◆ **Task to complete**
Pictures should be excluded; otherwise, copy every entry exactly.

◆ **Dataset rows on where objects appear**

════════════════

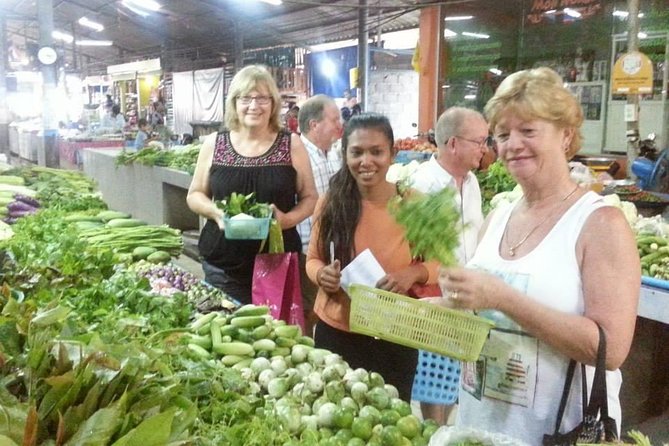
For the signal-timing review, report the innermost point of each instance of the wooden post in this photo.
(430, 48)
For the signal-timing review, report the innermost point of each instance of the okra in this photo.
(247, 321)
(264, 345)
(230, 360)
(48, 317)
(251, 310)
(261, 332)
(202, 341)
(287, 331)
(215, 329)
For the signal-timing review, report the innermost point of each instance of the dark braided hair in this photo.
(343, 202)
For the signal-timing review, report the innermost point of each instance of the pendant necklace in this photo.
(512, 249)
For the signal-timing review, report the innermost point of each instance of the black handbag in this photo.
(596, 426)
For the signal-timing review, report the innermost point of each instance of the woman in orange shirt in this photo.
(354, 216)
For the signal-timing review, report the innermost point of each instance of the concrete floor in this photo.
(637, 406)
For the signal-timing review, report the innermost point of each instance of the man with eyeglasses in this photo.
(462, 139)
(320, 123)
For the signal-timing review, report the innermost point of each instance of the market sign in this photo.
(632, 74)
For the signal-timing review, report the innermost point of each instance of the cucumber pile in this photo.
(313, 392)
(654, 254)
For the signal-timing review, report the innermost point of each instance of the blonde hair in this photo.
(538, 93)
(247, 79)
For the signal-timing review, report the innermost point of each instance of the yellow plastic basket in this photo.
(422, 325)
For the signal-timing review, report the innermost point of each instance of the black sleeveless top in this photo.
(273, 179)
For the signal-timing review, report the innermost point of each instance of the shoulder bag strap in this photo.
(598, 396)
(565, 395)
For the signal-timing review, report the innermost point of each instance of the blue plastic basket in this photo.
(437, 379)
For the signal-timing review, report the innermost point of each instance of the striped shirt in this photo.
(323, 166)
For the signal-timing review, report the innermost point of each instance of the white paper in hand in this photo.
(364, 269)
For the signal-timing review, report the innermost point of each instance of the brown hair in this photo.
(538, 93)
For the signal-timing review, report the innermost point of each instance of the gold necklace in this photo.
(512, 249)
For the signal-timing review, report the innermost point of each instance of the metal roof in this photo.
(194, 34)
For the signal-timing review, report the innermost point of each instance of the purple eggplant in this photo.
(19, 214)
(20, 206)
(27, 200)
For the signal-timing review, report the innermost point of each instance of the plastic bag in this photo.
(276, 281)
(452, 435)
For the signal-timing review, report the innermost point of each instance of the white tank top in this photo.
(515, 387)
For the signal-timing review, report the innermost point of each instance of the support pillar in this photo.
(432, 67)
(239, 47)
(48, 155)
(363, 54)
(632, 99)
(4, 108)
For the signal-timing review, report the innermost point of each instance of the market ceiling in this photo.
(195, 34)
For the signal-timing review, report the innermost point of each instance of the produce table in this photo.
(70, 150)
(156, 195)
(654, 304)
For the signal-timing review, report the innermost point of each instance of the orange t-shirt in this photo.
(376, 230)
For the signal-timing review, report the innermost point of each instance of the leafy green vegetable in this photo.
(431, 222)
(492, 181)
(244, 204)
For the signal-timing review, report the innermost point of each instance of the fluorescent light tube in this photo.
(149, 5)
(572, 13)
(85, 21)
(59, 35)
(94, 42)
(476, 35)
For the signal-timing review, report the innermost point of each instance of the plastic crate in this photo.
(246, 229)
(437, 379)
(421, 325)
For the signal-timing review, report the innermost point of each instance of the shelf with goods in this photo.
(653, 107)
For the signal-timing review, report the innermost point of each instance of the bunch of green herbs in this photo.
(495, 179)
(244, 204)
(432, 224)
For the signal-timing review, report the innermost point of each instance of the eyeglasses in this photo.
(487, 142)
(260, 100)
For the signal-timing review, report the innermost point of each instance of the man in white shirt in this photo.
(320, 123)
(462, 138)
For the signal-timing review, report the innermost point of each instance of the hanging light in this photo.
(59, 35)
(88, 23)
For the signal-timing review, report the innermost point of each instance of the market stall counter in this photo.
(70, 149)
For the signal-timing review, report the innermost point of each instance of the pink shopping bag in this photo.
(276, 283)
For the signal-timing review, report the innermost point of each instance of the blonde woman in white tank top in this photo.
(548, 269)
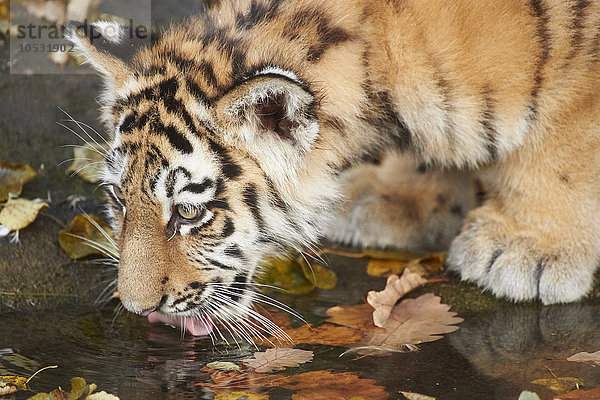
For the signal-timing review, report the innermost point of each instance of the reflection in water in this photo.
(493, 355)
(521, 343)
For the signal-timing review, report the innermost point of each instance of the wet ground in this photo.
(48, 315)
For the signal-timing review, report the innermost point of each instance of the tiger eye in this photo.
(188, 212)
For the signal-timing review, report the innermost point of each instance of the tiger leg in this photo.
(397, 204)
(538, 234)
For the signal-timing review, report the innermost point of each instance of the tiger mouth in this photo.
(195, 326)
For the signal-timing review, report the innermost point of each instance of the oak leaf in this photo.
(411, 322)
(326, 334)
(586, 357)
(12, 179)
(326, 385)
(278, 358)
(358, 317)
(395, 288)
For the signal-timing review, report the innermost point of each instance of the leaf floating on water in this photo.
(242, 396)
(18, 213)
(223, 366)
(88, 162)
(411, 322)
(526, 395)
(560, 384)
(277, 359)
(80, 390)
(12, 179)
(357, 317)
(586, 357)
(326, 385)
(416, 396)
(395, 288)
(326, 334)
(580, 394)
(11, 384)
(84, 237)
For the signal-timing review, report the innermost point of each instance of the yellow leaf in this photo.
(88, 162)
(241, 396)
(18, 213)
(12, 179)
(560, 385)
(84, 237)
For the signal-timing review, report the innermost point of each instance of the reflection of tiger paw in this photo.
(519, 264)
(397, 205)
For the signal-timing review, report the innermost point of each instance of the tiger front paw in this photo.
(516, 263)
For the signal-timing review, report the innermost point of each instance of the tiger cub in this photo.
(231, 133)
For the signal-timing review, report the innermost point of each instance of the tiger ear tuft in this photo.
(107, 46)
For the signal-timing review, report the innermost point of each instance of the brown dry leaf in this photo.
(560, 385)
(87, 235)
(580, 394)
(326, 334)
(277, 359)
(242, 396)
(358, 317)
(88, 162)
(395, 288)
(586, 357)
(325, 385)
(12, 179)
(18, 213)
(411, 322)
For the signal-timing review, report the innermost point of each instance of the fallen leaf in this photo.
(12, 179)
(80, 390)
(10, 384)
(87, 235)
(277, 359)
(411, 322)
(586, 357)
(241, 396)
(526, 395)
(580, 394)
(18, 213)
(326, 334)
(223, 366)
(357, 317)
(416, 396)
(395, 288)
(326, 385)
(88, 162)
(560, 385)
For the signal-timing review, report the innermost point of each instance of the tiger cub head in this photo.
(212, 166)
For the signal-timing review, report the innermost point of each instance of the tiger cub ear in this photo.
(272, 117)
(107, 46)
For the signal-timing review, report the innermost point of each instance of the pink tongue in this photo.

════════════════

◆ **Solution for this problem**
For the signal-timing review, report the innermost point of each instance of the wooden post in this photo.
(430, 48)
For the signal-timing review, report the innermost point of each instance of the okra in this photo.
(247, 321)
(264, 345)
(230, 360)
(48, 317)
(251, 310)
(261, 332)
(202, 341)
(287, 331)
(215, 329)
For the signal-timing review, report the innermost point of each instance of the dark braided hair in this photo.
(343, 202)
For the signal-timing review, report the innermost point of each instance of the pendant necklace in this photo.
(512, 249)
For the signal-timing review, report the innermost point of each instance of the black handbag in this photo.
(596, 426)
For the signal-timing review, report the innermost point of each instance of the woman in orange shirt in this photo.
(354, 216)
For the signal-timing review, report the innermost point of each instance of the concrete floor in this photo.
(637, 406)
For the signal-timing review, report the innermost point of each instance of the man with eyeglasses in this photo.
(462, 139)
(320, 123)
For the signal-timing review, report the innermost point of each instance of the market sign in this photo.
(632, 74)
For the signal-timing review, report the innermost point of each instance of the cucumber pile in this photo.
(313, 392)
(654, 254)
For the signal-timing review, report the innermost point of each instance of the blonde hair in this photo.
(538, 93)
(247, 79)
For the signal-timing review, report the innermost point of each instance of the yellow plastic basket in this photo.
(422, 325)
For the signal-timing review, report the innermost point of each instance of the black sleeveless top in this photo.
(273, 179)
For the signal-timing review, report the innermost point of each instance of the shoulder bag strap in this photo.
(598, 396)
(565, 395)
For the signal-timing review, report the innermost point of each instance of the blue plastic basket in this photo.
(437, 379)
For the signal-timing review, report the innermost point of each instance of the striped shirt in this photo.
(323, 166)
For the signal-timing review, report the innermost point of each instance of the white paper in hand in this photo.
(364, 269)
For the signal-timing review, report the innermost point of each instance of the brown hair in this photo.
(538, 93)
For the signal-timing review, report the innermost point of each instance of the gold necklace in this photo.
(512, 249)
For the signal-timing review, report the innermost point of each instance of the metal roof in this photo.
(194, 34)
For the signal-timing review, report the innermost point of each instance of the purple eggplant in this photo.
(19, 214)
(20, 206)
(27, 200)
For the signal-timing review, report the innermost point of each instance of the plastic bag in this photo.
(276, 281)
(452, 435)
For the signal-timing review, report the innermost point of each instance of the white tank top in this photo.
(515, 387)
For the signal-timing review, report the innermost point of each instance of the support pillar in this photo.
(432, 67)
(239, 47)
(48, 155)
(363, 54)
(632, 99)
(4, 108)
For the signal-timing review, report the innermost point of each instance of the market ceiling in this photo.
(195, 34)
For the signal-timing review, report the innermost point of each instance of the produce table in this photo.
(70, 150)
(156, 195)
(654, 304)
For the signal-timing review, report the innermost point of each instance of the orange t-shirt in this photo.
(376, 230)
For the signal-timing review, report the innermost point of each instance of the leafy green vegetable in this photo.
(431, 222)
(492, 181)
(244, 204)
For the signal-timing review, report the innermost point of each instance of the fluorescent light tube in this photo.
(149, 5)
(572, 13)
(85, 21)
(59, 35)
(94, 42)
(476, 35)
For the signal-timing review, report the innermost point of each instance of the plastic crate in this photo.
(246, 229)
(437, 379)
(421, 325)
For the signal-timing review, report the innermost point of each instance of the shelf with goods in this photo.
(653, 107)
For the signal-timing review, report the innermost point of each instance of the bunch of green herbs in this photo.
(495, 179)
(244, 204)
(432, 224)
For the signal-timing review, report the innermost point of each instance of the eyeglasses in this photo.
(487, 142)
(260, 100)
For the signal-timing review, report the innermost point of each instance of the man in white shirt in this photo.
(320, 123)
(462, 138)
For the signal-timing review, report the innermost point of each instance of the hanging light in this photo.
(59, 35)
(88, 23)
For the signal-timing review, report the innermost point of each instance of the market stall counter in this photo.
(70, 149)
For the signal-timing review, report the innermost point of each instance of the pink shopping bag in this photo.
(276, 283)
For the signal-timing review, report the innermost point of each instance of the blonde woman in white tank top in this photo.
(548, 269)
For the signal-timing review, report the innermost point of each instance of the reflection in water in this photo.
(493, 355)
(521, 343)
For the signal-timing review, report the innermost point of each instance of the wet ground in this photo.
(48, 315)
For the signal-timing review, report the innermost point of each instance of the tiger eye in this photo.
(188, 212)
For the signal-timing review, report the innermost point of each instance of the tiger leg in this photo.
(397, 204)
(538, 234)
For the signal-timing review, report the innermost point of each instance of the tiger mouth in this photo.
(195, 326)
For the signal-timing review, report the innermost point of each instance of the oak leaf in this photo.
(411, 322)
(326, 334)
(586, 357)
(12, 179)
(326, 385)
(278, 358)
(358, 317)
(395, 288)
For the signal-timing review, report the innermost point of each instance of the leaf floating on water in this photo.
(242, 396)
(18, 213)
(223, 366)
(88, 162)
(411, 322)
(526, 395)
(560, 384)
(277, 359)
(80, 390)
(12, 179)
(357, 317)
(586, 357)
(326, 385)
(416, 396)
(395, 288)
(326, 334)
(580, 394)
(11, 384)
(84, 237)
For the signal-timing review, report the innermost point of each instance of the yellow leaf in this photo.
(88, 162)
(241, 396)
(18, 213)
(12, 179)
(560, 385)
(84, 237)
For the signal-timing review, report the innermost point of each instance of the reflection of tiger paw in this photo.
(519, 264)
(397, 205)
For the signal-timing review, report the innermost point of each instance of the tiger front paw in this photo.
(516, 263)
For the signal-timing review, report the innermost point of each instance of the tiger cub in this photo.
(231, 133)
For the signal-timing review, report the innermost point of each instance of the tiger ear tuft in this photo.
(107, 46)
For the signal-timing review, report the innermost point of each instance of the brown dry leaf in this photo.
(560, 385)
(87, 235)
(580, 394)
(326, 334)
(277, 359)
(242, 396)
(358, 317)
(88, 162)
(395, 288)
(586, 357)
(325, 385)
(12, 179)
(18, 213)
(411, 322)
For the signal-timing review, report the innermost point of each instance of the fallen leaf in this photo.
(12, 179)
(80, 390)
(10, 384)
(87, 235)
(277, 359)
(411, 322)
(586, 357)
(241, 396)
(526, 395)
(580, 394)
(18, 213)
(326, 334)
(223, 366)
(357, 317)
(416, 396)
(395, 288)
(326, 385)
(88, 162)
(560, 385)
For the signal-timing review, report the innermost point of each instance of the tiger cub head in this photo.
(212, 166)
For the signal-timing review, report the innermost point of each instance of the tiger cub ear in this photo.
(272, 117)
(107, 46)
For the signal-timing review, report the innermost point of each instance of the pink tongue in this photo.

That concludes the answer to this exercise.